▶ _Written problem_:
Please recast the lines of the items below, from the line containing "In this exercise you will find the car roof" through the end of the items, as a JSON list of strings with one string per line and blank lines omitted.

[Excerpts from a location annotation dataset]

-- -- --

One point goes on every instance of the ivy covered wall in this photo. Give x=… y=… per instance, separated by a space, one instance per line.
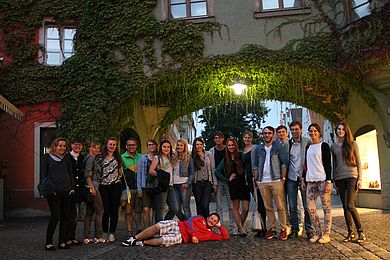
x=118 y=63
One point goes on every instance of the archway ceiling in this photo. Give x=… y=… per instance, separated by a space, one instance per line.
x=205 y=83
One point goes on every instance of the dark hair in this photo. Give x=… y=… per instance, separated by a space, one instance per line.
x=248 y=132
x=151 y=141
x=94 y=143
x=347 y=147
x=294 y=123
x=198 y=162
x=170 y=149
x=219 y=133
x=269 y=128
x=215 y=214
x=116 y=154
x=316 y=126
x=228 y=159
x=132 y=139
x=77 y=139
x=55 y=143
x=281 y=127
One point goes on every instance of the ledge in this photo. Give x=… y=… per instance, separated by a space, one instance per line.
x=282 y=12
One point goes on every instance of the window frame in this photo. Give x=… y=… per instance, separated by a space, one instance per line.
x=43 y=38
x=167 y=14
x=350 y=8
x=302 y=9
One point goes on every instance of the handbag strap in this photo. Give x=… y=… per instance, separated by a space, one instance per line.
x=255 y=196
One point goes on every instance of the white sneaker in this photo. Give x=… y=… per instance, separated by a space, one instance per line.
x=314 y=238
x=324 y=239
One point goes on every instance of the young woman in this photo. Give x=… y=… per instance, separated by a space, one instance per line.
x=92 y=180
x=348 y=177
x=232 y=170
x=108 y=165
x=143 y=171
x=183 y=175
x=58 y=168
x=317 y=180
x=204 y=179
x=162 y=161
x=247 y=156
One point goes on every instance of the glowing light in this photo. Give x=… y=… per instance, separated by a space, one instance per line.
x=238 y=88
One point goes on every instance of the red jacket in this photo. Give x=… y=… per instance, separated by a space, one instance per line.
x=197 y=226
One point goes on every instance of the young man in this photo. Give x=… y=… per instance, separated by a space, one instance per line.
x=270 y=170
x=172 y=232
x=78 y=210
x=130 y=167
x=218 y=152
x=297 y=148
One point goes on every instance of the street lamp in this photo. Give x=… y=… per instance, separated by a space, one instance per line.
x=238 y=88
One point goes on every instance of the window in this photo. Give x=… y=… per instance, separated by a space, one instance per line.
x=280 y=4
x=359 y=9
x=58 y=43
x=271 y=8
x=194 y=10
x=44 y=135
x=368 y=150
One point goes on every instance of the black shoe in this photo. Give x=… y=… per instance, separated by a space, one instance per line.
x=309 y=236
x=50 y=247
x=349 y=237
x=362 y=238
x=63 y=246
x=260 y=233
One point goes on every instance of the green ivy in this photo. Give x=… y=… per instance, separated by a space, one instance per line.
x=116 y=44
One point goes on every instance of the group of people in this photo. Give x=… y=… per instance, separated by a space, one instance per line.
x=278 y=173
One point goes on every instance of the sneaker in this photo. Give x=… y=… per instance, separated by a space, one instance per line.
x=324 y=239
x=300 y=232
x=270 y=234
x=349 y=237
x=314 y=238
x=283 y=234
x=288 y=230
x=362 y=238
x=131 y=241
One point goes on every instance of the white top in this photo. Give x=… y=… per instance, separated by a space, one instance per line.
x=267 y=167
x=166 y=165
x=315 y=168
x=176 y=174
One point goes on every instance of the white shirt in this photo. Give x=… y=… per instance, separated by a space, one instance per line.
x=315 y=168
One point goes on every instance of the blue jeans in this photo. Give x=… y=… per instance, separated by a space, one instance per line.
x=224 y=195
x=292 y=193
x=178 y=200
x=158 y=204
x=202 y=191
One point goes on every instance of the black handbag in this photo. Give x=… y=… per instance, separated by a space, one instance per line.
x=46 y=187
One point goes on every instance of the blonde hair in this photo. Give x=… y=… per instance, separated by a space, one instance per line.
x=186 y=154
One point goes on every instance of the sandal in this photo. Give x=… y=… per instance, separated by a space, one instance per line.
x=50 y=247
x=63 y=246
x=76 y=242
x=89 y=240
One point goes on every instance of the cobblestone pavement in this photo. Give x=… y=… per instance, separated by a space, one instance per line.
x=23 y=238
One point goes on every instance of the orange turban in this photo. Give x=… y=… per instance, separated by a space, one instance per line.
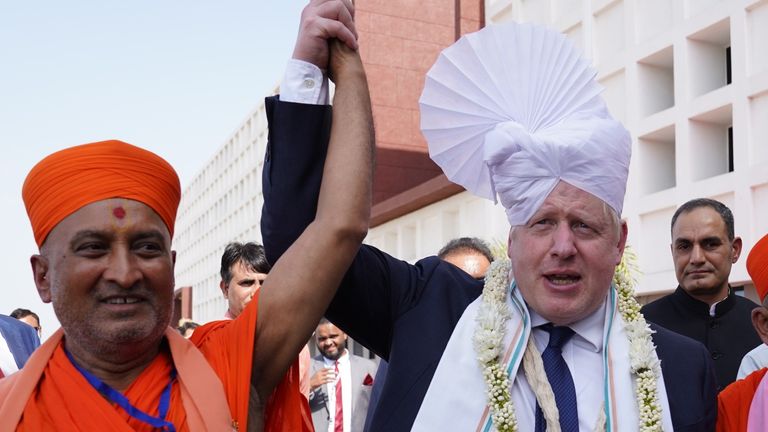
x=757 y=266
x=72 y=178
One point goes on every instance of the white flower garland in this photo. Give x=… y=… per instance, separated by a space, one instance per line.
x=488 y=339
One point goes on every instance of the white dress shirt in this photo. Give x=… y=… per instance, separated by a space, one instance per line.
x=7 y=362
x=583 y=354
x=304 y=83
x=345 y=375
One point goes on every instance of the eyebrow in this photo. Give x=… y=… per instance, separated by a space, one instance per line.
x=105 y=235
x=148 y=234
x=82 y=235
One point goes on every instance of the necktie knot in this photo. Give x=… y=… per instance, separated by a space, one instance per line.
x=558 y=335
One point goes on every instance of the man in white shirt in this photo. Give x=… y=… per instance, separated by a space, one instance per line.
x=336 y=372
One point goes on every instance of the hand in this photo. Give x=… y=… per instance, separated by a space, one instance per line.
x=323 y=376
x=322 y=20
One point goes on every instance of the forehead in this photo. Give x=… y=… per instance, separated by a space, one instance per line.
x=465 y=255
x=699 y=222
x=572 y=201
x=110 y=215
x=240 y=269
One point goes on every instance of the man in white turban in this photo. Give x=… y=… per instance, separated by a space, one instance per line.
x=510 y=112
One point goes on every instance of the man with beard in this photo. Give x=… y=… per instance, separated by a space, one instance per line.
x=244 y=269
x=704 y=307
x=103 y=219
x=338 y=374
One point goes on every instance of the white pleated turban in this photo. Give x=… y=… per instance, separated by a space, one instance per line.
x=511 y=110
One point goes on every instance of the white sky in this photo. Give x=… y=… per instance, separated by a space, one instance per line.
x=175 y=77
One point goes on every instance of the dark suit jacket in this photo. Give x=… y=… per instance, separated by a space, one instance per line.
x=20 y=337
x=728 y=336
x=406 y=313
x=362 y=372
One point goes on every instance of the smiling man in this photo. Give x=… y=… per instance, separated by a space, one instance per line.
x=341 y=383
x=704 y=307
x=103 y=218
x=244 y=269
x=553 y=344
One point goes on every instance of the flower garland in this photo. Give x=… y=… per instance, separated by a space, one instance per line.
x=491 y=322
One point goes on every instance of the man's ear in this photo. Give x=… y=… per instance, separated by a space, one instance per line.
x=40 y=275
x=737 y=244
x=623 y=233
x=760 y=322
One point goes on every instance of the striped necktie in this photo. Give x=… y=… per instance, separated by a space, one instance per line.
x=560 y=379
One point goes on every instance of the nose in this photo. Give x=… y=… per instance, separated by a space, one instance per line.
x=562 y=242
x=122 y=268
x=697 y=254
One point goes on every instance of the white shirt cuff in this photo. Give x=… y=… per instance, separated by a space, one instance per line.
x=304 y=83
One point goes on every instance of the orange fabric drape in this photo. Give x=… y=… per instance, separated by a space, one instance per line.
x=59 y=397
x=734 y=401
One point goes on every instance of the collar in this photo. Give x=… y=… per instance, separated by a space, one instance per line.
x=588 y=329
x=701 y=308
x=328 y=362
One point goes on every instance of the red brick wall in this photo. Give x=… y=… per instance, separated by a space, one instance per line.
x=399 y=42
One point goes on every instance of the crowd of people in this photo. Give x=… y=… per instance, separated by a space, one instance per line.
x=548 y=337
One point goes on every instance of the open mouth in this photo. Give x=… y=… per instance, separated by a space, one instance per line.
x=122 y=300
x=563 y=279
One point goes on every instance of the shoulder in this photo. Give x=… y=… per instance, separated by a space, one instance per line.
x=746 y=386
x=734 y=401
x=744 y=303
x=680 y=353
x=659 y=304
x=11 y=324
x=664 y=338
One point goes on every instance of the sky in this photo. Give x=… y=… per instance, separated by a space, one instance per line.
x=175 y=77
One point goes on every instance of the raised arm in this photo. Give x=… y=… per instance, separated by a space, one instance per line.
x=303 y=281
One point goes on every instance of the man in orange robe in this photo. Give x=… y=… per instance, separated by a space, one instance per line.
x=103 y=218
x=743 y=405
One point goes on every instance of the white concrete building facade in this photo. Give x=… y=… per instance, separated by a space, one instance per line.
x=688 y=78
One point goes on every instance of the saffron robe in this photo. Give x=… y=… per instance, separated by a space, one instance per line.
x=212 y=391
x=734 y=402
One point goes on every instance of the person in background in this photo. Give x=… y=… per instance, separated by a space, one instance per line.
x=29 y=317
x=743 y=405
x=704 y=307
x=103 y=218
x=559 y=165
x=244 y=269
x=18 y=341
x=341 y=383
x=470 y=254
x=187 y=327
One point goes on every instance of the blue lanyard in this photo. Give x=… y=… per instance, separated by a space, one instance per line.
x=118 y=398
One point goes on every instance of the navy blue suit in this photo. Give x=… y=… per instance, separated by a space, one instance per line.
x=406 y=313
x=20 y=337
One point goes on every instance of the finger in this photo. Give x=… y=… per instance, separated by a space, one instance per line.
x=340 y=12
x=335 y=29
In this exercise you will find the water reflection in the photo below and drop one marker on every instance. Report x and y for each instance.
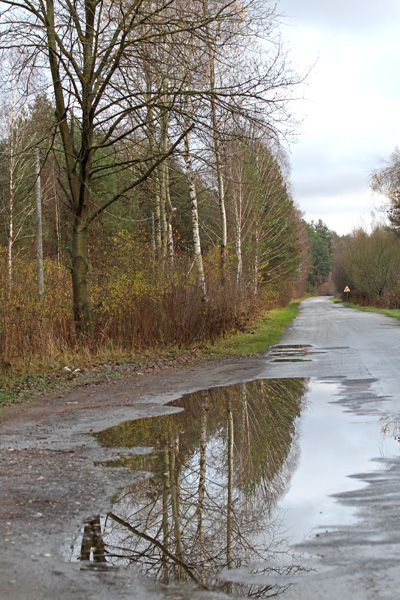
(217, 471)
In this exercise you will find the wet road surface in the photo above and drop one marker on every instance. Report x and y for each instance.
(276, 483)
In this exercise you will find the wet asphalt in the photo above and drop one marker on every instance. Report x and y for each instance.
(360, 352)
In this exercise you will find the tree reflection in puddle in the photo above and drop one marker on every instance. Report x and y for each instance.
(216, 473)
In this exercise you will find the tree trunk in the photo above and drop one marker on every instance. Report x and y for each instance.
(230, 492)
(195, 218)
(79, 278)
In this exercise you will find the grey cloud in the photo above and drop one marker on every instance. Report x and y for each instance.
(340, 14)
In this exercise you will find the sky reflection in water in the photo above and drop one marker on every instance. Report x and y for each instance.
(232, 473)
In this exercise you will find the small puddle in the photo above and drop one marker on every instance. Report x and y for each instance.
(231, 480)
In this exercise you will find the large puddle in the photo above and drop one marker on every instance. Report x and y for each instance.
(231, 480)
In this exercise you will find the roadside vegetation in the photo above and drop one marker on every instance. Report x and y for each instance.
(145, 202)
(389, 312)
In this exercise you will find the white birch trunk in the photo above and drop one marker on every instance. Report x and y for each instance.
(195, 218)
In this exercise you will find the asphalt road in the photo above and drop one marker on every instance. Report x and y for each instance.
(362, 351)
(49, 482)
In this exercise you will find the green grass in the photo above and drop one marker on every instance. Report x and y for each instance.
(389, 312)
(265, 332)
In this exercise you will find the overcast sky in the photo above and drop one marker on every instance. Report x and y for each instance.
(351, 109)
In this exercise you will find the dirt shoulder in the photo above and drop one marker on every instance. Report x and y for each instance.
(51, 480)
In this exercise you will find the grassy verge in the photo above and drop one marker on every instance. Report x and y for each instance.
(389, 312)
(265, 332)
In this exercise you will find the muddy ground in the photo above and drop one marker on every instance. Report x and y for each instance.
(51, 480)
(50, 484)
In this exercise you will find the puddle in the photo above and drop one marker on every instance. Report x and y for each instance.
(293, 353)
(233, 479)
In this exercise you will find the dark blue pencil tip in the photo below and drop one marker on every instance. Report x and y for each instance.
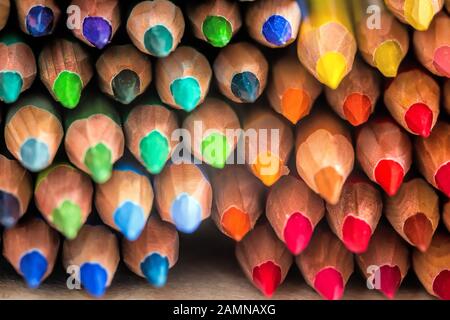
(245, 86)
(155, 269)
(39, 21)
(277, 30)
(9, 209)
(33, 267)
(93, 278)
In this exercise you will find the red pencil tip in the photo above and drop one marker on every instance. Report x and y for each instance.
(389, 175)
(329, 284)
(442, 178)
(419, 231)
(267, 277)
(390, 279)
(356, 234)
(441, 60)
(441, 285)
(357, 108)
(419, 119)
(297, 233)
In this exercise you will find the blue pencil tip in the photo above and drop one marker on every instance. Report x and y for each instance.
(186, 213)
(130, 220)
(245, 86)
(9, 209)
(93, 278)
(33, 267)
(34, 155)
(155, 269)
(39, 21)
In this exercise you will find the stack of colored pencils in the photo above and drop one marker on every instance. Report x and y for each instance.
(310, 131)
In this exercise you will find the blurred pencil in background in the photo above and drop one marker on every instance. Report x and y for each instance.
(238, 201)
(15, 191)
(31, 247)
(100, 21)
(156, 27)
(65, 70)
(124, 73)
(18, 68)
(215, 21)
(326, 44)
(63, 195)
(273, 23)
(33, 132)
(293, 211)
(292, 90)
(382, 46)
(37, 17)
(153, 253)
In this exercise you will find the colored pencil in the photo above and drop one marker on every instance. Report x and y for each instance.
(37, 17)
(264, 259)
(416, 13)
(432, 267)
(63, 195)
(292, 90)
(432, 47)
(293, 211)
(355, 217)
(156, 27)
(124, 73)
(326, 265)
(324, 154)
(148, 130)
(153, 253)
(433, 157)
(94, 139)
(268, 145)
(446, 92)
(414, 213)
(446, 215)
(238, 201)
(125, 201)
(383, 46)
(18, 68)
(215, 21)
(412, 98)
(326, 45)
(96, 252)
(357, 95)
(183, 196)
(384, 152)
(273, 23)
(183, 78)
(33, 132)
(31, 248)
(65, 70)
(100, 21)
(241, 72)
(214, 128)
(15, 191)
(4, 12)
(385, 263)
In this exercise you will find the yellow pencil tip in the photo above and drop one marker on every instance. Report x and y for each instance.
(331, 69)
(419, 13)
(388, 57)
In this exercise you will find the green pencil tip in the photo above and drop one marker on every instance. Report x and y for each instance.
(215, 150)
(10, 86)
(67, 219)
(67, 89)
(217, 31)
(154, 151)
(98, 161)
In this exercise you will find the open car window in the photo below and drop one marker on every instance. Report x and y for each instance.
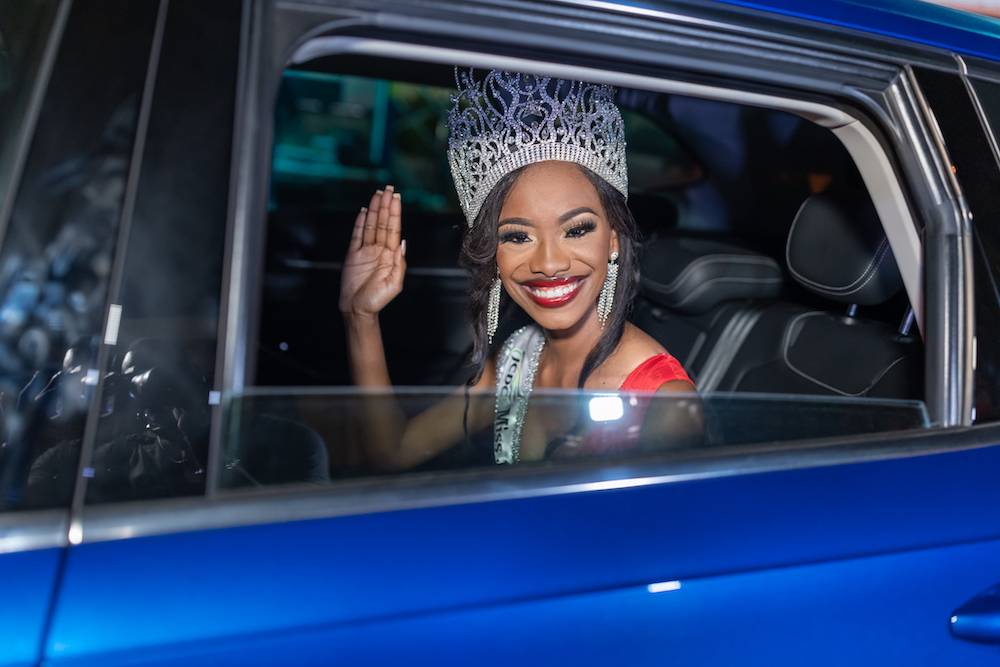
(779, 350)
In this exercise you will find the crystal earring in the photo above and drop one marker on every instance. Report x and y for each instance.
(493, 309)
(607, 298)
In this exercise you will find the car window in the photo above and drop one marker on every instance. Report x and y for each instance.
(25, 30)
(782, 352)
(152, 438)
(987, 260)
(57, 255)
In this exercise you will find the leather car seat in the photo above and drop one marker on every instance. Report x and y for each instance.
(696, 294)
(838, 250)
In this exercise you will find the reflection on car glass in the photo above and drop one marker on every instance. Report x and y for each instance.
(58, 251)
(552, 245)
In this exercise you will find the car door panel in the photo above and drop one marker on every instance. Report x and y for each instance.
(370, 568)
(29, 580)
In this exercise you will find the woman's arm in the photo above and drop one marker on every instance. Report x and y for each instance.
(674, 420)
(372, 277)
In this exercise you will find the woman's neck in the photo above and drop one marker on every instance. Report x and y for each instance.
(566, 351)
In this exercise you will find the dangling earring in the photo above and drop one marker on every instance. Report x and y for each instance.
(607, 298)
(493, 309)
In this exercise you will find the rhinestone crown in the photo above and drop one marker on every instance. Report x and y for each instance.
(507, 120)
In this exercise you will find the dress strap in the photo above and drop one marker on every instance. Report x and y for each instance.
(517, 362)
(653, 373)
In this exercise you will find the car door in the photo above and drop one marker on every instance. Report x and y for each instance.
(61, 172)
(854, 548)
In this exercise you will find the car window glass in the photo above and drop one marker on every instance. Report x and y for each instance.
(152, 439)
(976, 168)
(789, 355)
(25, 28)
(59, 248)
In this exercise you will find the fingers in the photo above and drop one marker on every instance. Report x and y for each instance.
(357, 235)
(395, 231)
(398, 265)
(371, 217)
(382, 221)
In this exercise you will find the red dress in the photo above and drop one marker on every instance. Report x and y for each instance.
(618, 432)
(653, 373)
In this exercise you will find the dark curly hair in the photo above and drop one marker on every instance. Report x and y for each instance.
(479, 252)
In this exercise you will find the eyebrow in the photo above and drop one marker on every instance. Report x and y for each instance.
(575, 212)
(568, 215)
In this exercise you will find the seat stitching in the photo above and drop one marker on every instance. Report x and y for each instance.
(786, 344)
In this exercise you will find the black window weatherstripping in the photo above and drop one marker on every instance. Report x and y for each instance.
(888, 124)
(250, 507)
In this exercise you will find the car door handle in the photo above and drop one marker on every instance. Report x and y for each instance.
(978, 620)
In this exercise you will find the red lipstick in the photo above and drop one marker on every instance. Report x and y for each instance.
(554, 292)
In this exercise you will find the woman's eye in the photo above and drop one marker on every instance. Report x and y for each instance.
(514, 237)
(582, 229)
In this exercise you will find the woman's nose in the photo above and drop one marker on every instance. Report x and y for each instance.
(549, 258)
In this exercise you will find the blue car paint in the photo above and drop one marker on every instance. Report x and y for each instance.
(126, 598)
(865, 611)
(906, 20)
(25, 595)
(563, 578)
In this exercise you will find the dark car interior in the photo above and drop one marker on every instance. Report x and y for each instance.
(764, 270)
(764, 267)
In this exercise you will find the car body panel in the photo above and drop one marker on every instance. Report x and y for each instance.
(375, 567)
(860, 562)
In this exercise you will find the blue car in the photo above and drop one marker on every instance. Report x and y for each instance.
(185, 470)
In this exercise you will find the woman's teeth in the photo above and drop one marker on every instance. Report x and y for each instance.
(554, 292)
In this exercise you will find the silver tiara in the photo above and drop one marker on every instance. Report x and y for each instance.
(507, 120)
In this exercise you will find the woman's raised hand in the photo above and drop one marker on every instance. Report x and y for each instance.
(375, 263)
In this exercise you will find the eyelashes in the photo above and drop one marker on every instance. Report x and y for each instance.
(581, 229)
(576, 231)
(514, 237)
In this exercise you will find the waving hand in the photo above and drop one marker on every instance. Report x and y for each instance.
(373, 269)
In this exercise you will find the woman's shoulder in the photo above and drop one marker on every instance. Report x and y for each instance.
(635, 349)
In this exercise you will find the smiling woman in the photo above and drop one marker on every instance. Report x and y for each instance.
(539, 165)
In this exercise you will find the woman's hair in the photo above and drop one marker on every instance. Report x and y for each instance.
(479, 257)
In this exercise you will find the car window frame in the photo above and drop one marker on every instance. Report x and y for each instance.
(261, 64)
(26, 130)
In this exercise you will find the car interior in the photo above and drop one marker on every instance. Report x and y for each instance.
(765, 267)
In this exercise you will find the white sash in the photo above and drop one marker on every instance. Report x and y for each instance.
(516, 365)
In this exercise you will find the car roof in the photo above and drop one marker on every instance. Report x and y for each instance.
(907, 20)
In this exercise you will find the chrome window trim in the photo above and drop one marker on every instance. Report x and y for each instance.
(101, 523)
(412, 491)
(32, 530)
(27, 130)
(864, 147)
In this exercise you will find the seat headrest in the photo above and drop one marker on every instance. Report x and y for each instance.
(692, 275)
(838, 249)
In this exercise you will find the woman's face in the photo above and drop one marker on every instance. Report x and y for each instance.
(554, 244)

-- -- --

▶ _Task answer_:
[
  "In this exercise you will find the car roof in the photo above and drop one marker on every instance. Report x and y for each instance.",
  "(907, 20)",
  "In this exercise you will find the chrome window trim in the photo above and drop one marker on every instance. Report x and y for each instance.",
  "(101, 523)",
  "(412, 491)",
  "(32, 530)",
  "(27, 130)",
  "(864, 147)",
  "In this exercise you will find the seat headrest in the photo above and drop one marker on every instance. Report x and y for each instance.",
  "(692, 275)",
  "(838, 249)",
  "In this exercise you will find the woman's face in the photo above and drop one marker on every instance. Report x and y for each instance.",
  "(554, 244)"
]